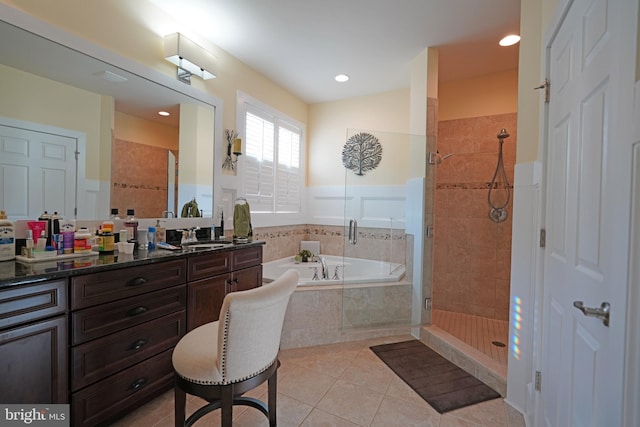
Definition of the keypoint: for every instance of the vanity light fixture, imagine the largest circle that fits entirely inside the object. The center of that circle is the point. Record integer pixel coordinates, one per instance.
(110, 76)
(509, 40)
(191, 59)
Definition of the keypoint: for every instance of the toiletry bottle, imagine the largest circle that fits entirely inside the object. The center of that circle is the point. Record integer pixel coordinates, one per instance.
(41, 244)
(131, 225)
(45, 216)
(7, 238)
(67, 229)
(161, 233)
(152, 238)
(29, 245)
(82, 241)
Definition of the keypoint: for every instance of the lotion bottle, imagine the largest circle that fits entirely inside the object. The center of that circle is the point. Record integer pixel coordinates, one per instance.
(7, 238)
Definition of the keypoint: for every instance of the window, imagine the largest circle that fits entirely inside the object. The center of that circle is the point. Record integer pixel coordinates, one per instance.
(272, 175)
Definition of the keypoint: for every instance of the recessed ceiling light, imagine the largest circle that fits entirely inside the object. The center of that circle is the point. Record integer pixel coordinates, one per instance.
(510, 40)
(110, 77)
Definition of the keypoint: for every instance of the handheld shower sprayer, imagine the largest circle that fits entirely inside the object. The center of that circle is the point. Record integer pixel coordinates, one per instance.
(498, 213)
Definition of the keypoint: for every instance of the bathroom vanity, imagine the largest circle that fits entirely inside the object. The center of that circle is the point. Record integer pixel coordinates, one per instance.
(98, 332)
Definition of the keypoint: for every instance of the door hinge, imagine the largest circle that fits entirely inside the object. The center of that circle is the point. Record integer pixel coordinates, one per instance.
(429, 231)
(538, 384)
(547, 92)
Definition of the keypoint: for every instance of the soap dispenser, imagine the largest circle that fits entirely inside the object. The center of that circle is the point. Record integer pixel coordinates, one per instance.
(7, 238)
(161, 233)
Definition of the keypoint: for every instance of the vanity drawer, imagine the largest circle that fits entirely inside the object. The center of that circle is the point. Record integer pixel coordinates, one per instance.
(99, 321)
(103, 357)
(99, 288)
(208, 265)
(247, 257)
(27, 303)
(100, 402)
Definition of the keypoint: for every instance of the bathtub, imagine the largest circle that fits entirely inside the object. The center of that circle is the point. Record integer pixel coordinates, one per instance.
(350, 271)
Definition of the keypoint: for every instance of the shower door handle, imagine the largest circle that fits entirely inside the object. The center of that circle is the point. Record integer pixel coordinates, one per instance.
(353, 231)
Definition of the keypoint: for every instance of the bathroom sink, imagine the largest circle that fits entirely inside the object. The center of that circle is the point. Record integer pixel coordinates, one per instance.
(205, 246)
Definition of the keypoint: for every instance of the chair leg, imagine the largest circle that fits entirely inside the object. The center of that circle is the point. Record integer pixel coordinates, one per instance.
(227, 405)
(179, 408)
(272, 385)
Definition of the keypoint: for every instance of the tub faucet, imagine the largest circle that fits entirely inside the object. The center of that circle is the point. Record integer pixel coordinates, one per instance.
(325, 269)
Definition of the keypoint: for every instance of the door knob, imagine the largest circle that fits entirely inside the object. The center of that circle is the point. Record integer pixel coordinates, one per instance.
(601, 312)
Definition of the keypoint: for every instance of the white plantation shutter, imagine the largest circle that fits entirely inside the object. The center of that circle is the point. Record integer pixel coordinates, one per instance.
(272, 166)
(259, 176)
(288, 171)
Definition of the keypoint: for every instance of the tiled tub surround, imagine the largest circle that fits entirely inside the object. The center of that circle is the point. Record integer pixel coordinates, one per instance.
(330, 313)
(472, 254)
(373, 243)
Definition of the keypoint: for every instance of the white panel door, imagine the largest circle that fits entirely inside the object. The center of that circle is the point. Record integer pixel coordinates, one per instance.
(587, 192)
(37, 173)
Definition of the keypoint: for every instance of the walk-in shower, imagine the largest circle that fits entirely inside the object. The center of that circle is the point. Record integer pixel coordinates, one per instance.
(499, 184)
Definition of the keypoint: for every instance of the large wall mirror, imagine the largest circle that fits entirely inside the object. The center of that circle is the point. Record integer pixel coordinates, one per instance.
(130, 157)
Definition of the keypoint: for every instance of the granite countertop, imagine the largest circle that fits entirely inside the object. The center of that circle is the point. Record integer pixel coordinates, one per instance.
(16, 272)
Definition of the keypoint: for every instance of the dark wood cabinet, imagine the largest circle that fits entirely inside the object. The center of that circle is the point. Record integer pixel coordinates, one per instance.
(102, 341)
(124, 325)
(33, 344)
(213, 275)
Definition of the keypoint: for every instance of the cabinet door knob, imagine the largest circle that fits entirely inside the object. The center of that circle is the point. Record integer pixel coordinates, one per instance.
(138, 281)
(139, 344)
(137, 311)
(138, 384)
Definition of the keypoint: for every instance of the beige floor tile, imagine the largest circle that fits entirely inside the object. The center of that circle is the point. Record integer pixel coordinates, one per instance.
(352, 402)
(490, 414)
(319, 418)
(305, 385)
(337, 385)
(399, 389)
(401, 413)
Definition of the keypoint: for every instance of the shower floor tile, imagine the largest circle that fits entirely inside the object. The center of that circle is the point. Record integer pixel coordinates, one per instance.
(475, 331)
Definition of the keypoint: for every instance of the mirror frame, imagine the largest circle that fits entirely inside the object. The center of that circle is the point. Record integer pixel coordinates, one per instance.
++++
• WORK TO COMPLETE
Leave the pictures out and write out every entry exactly as given.

• SOLUTION TO THIS PROBLEM
Definition of the keypoint: for every instance of the vanity light fixture, imagine the largest circle that fits entirely inside the object. The center of that circle is the point. Record integer pixel coordinates, one per instance.
(110, 76)
(509, 40)
(191, 59)
Definition of the keypoint: for every instance of the toiletry bottle, imagine the largest circle that fits entirely inside the object. The center of that circle is the point. Record integer pixel coordinates, one per instance.
(41, 244)
(131, 225)
(45, 216)
(7, 238)
(67, 229)
(161, 233)
(152, 238)
(29, 245)
(82, 241)
Definition of the keypoint: for every instance of the lotion bottle, imagine the largest circle that fits entirely inside the object. The center of that circle is the point. Record integer pixel coordinates, one per instance.
(7, 238)
Definition of the keypoint: for every instance of the window, imagine the largest circle that fits entirely inside the object. The center of that circle is the point. Record integer pixel coordinates, one per instance.
(272, 175)
Definition of the keypoint: for every instance of the recessed ceiling light, imagine the largest circle that fits entirely inside the object. The center of that circle is the point. Record integer pixel coordinates, one per instance.
(510, 40)
(110, 77)
Definition of the keypoint: for every instance of the handheld shower sprayer, imagine the largest circle that fits entirely inside the object. The center of that circle is the point. Record integer pixel coordinates, one per instance.
(498, 213)
Definition of the keypoint: for every instance of the bathroom vanity, imagine the largest circle that fits entirely inside the object. The center of that circle is the point. Record integer pixel coordinates, one per instance.
(98, 332)
Definition of the keypoint: for every instance of the door hinge, imagine the largest circle that fits entirely inside the object. The center of that circle is the point. Record integer pixel coordinates, one per instance.
(429, 231)
(538, 384)
(547, 92)
Definition of the keypoint: for every instance of the soap dispenser, imagine the largest circle that fits entirely inside the object. The center of that circle is the point. Record integer pixel coordinates, one per instance.
(7, 238)
(161, 233)
Definition of the keypoint: for every instance of the vanity drawer, imagine the largest circle that fits entirely inside the object. The center of that circle is the point. Record integer pixel coordinates, one per instance.
(99, 321)
(103, 357)
(99, 288)
(208, 265)
(247, 257)
(27, 303)
(100, 402)
Definition of the keypoint: for every instance of the bathtub, imagine the largest circle that fits entirely inside the object. The center of that circle is the point. Record integer pixel coordinates, one per instance.
(350, 271)
Definition of the keypoint: for every instance of the shower door handle, imagine the largest circle that fits entirely inside the object. The center of that circle is the point. Record integer pixel coordinates, one per instance.
(353, 231)
Definition of the keypoint: for every instance of the bathroom sink, imagine the largest circle that fits entirely inside the object. The center of that circle is the point. Record integer pixel coordinates, one per instance.
(205, 246)
Definition of the keypoint: for every instance of the chair leg, imagine the largest circle that fits entirely inside the object. The center of that circle is the point. Record integer pixel coordinates, one per instance.
(227, 405)
(179, 408)
(272, 385)
Definition of the keypoint: for every instance of the tub faucet, imagine the largest circle that fits entirely inside the object. The center of that circle is the point. Record integer pixel coordinates, one per instance.
(325, 269)
Definition of the keypoint: for every instance of the door knob, imagine the largest circle that fits entirely inside the object. The center of that circle is the point. Record integer pixel coordinates, one per instance.
(601, 312)
Definition of the keypoint: for every instance of the white plantation shutter, imagine the largest circle that fits entirely inside the object. The center of that circle is the point. Record integer pixel coordinates, one per instance.
(272, 166)
(259, 176)
(288, 171)
Definition of the keypoint: for every instance of the tiled tub surround, imagine the largest circle that fits entirely inside the object. The center of that circle is the point. Record integer pixel coordinates, one per instance.
(330, 313)
(472, 254)
(373, 243)
Definition of the keypoint: for every instance of the white panel door, imagine the largest circle that fits entirely inside the object. The center of that circle is the point. Record integer pixel coordinates, one per instance.
(587, 192)
(37, 173)
Definition of the keypoint: for every instance of the walk-in shower, imagine the largest circle that fits entirely inside the object. The center of that circle is the point. Record integer pixel coordinates, one per instance.
(499, 184)
Definition of the keypoint: for every instance of the large wall mirror, imagine the largest circle that fits entirely inside the object. The center of that circle is the point. Record integer pixel coordinates, one per instance.
(130, 157)
Definition of the keypoint: for every instance of the granite countertop, imagine the largest circle that fits entirely inside the object. The center of that circle is the point. Record integer pixel coordinates, one per instance.
(16, 272)
Definition of the keypoint: for every instance of the dark wood cabinet, imagine the largest circle that fits entirely inside the object. The center of that circle is the point. Record integer pixel coordinates, one per instance.
(102, 341)
(124, 325)
(33, 344)
(213, 275)
Definition of the keypoint: for every instance of the cabinet door knob, imagine the largest circle that fits entirely inside the object. The center of that circle is the point. Record integer pixel coordinates, one per instance.
(138, 281)
(139, 344)
(137, 311)
(138, 384)
Definition of the keypoint: for every instance of the beige floor tile, imagine the largest circle that fits entirely inside the object. The center of that circle is the point. Record integer pixel coordinates, one per instance.
(352, 402)
(490, 414)
(319, 418)
(305, 385)
(337, 385)
(399, 389)
(401, 413)
Definition of the keypoint: for every instance of the shower floor tile, imagine the largest circle that fits entirely inside the object. The center of that circle is the point. Record integer pixel coordinates, one per instance.
(475, 331)
Definition of the keypoint: for every instance of the mirror frame, imagine the largest circle that fits entirely inside the object. The center of that circle is the point. Record integer pixel coordinates, one per instance.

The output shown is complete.